Monetizing Molecular Lab Data for Financial Sustainability
Overview
A mid-sized health system (300-500 beds, serving multiple regional communities) with an in-house molecular lab faced financial pressures. Rising costs and limited reimbursement for next-generation sequencing (NGS) and molecular testing threatened the lab’s sustainability. Leadership was evaluating whether the lab was a strategic asset or a cost center, prompting the lab director to search for new revenue opportunities to prove the lab’s strategic value.
While revenue cycle management improvements and reimbursement advocacy were ongoing, the reality was that these approaches offered limited upside in the short term. Many tests still lacked consistent reimbursement pathways, and payer policies continued to create uncertainty. Recognizing this, the lab director began looking beyond traditional cost recovery methods. Data monetization emerged as a complementary strategy, a way to unlock the untapped value of the lab’s data assets without requiring large-scale operational lift.
Despite possessing valuable molecular testing data, the lab lacked a clear path to deriving the full value out of it without compromising data security and compliance. Additionally, preparing unstructured pathology and genomic data for external collaborations was manual and resource intensive, creating an additional operational burden.
Challenges
Financial Uncertainty: The lab needed to generate a new revenue stream to support operations and demonstrate its long-term value to hospital leadership.

== What you need to do ==
1. Translate this sentence from the case study on monetizing molecular lab data into Spanish: "Many tests still lacked consistent reimbursement pathways, and payer policies continued to create uncertainty."
2. According to the case study on monetizing molecular lab data, what bed range does the health system have?

Dataset entries:
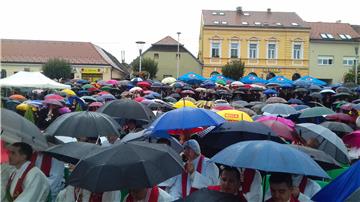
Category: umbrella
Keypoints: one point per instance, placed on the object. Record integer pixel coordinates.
(17, 97)
(342, 186)
(185, 118)
(337, 127)
(229, 133)
(315, 112)
(324, 160)
(278, 108)
(329, 142)
(234, 115)
(131, 165)
(127, 109)
(352, 139)
(272, 100)
(72, 152)
(15, 128)
(83, 124)
(207, 195)
(269, 156)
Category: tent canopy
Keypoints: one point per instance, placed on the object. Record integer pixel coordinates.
(31, 80)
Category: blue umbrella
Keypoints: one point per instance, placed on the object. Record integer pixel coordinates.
(281, 80)
(250, 79)
(192, 78)
(185, 118)
(269, 156)
(342, 186)
(312, 80)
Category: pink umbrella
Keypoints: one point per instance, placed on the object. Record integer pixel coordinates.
(352, 139)
(112, 82)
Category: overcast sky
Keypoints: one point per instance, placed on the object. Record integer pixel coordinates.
(116, 25)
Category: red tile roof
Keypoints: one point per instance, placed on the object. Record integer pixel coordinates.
(318, 28)
(249, 18)
(36, 51)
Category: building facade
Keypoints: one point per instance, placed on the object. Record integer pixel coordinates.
(332, 50)
(87, 60)
(164, 52)
(266, 41)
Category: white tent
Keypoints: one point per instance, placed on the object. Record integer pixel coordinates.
(31, 80)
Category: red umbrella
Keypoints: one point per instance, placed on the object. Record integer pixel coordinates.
(282, 129)
(341, 117)
(352, 139)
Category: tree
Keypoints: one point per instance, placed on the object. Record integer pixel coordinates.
(147, 65)
(57, 68)
(234, 69)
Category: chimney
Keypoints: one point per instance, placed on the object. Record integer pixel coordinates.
(239, 10)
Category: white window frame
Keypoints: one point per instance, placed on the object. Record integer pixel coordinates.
(325, 58)
(211, 47)
(301, 50)
(275, 51)
(257, 50)
(238, 48)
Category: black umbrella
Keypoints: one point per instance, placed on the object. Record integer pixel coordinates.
(337, 127)
(15, 128)
(232, 132)
(209, 196)
(324, 160)
(72, 152)
(83, 124)
(130, 165)
(127, 109)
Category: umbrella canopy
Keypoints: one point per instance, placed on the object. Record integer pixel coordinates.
(209, 196)
(235, 115)
(72, 152)
(229, 133)
(329, 142)
(352, 139)
(83, 124)
(315, 112)
(269, 156)
(15, 128)
(127, 109)
(185, 118)
(131, 165)
(324, 160)
(278, 109)
(342, 186)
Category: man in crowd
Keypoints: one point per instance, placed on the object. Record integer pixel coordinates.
(199, 172)
(27, 182)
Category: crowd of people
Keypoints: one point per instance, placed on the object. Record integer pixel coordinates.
(29, 175)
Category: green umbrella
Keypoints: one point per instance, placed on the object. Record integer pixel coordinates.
(316, 112)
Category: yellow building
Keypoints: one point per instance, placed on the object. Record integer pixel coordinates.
(266, 41)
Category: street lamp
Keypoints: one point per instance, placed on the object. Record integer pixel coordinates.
(140, 45)
(356, 62)
(178, 56)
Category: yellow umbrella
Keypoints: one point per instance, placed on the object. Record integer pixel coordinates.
(184, 103)
(235, 115)
(69, 92)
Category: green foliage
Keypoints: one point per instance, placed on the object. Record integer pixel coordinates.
(56, 69)
(148, 65)
(234, 69)
(29, 114)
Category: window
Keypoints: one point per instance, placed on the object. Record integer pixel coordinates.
(215, 49)
(271, 53)
(348, 61)
(156, 55)
(234, 50)
(325, 60)
(297, 51)
(253, 50)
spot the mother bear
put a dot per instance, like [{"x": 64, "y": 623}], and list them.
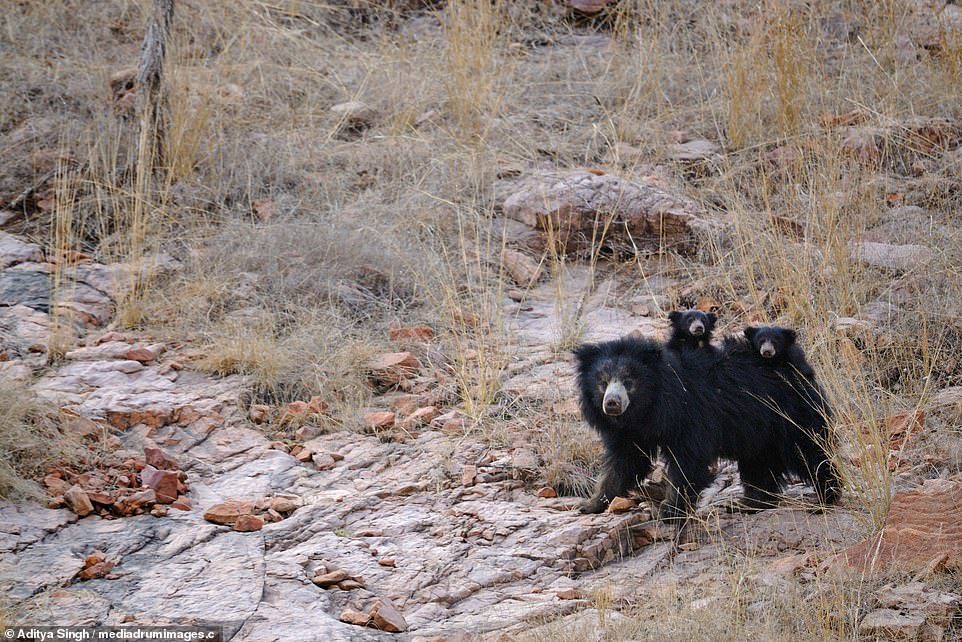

== Responses ==
1. Muchas pruebas todavía carecían de vías de reembolso consistentes, y las políticas de los pagadores seguían generando incertidumbre.

2. 300-500 beds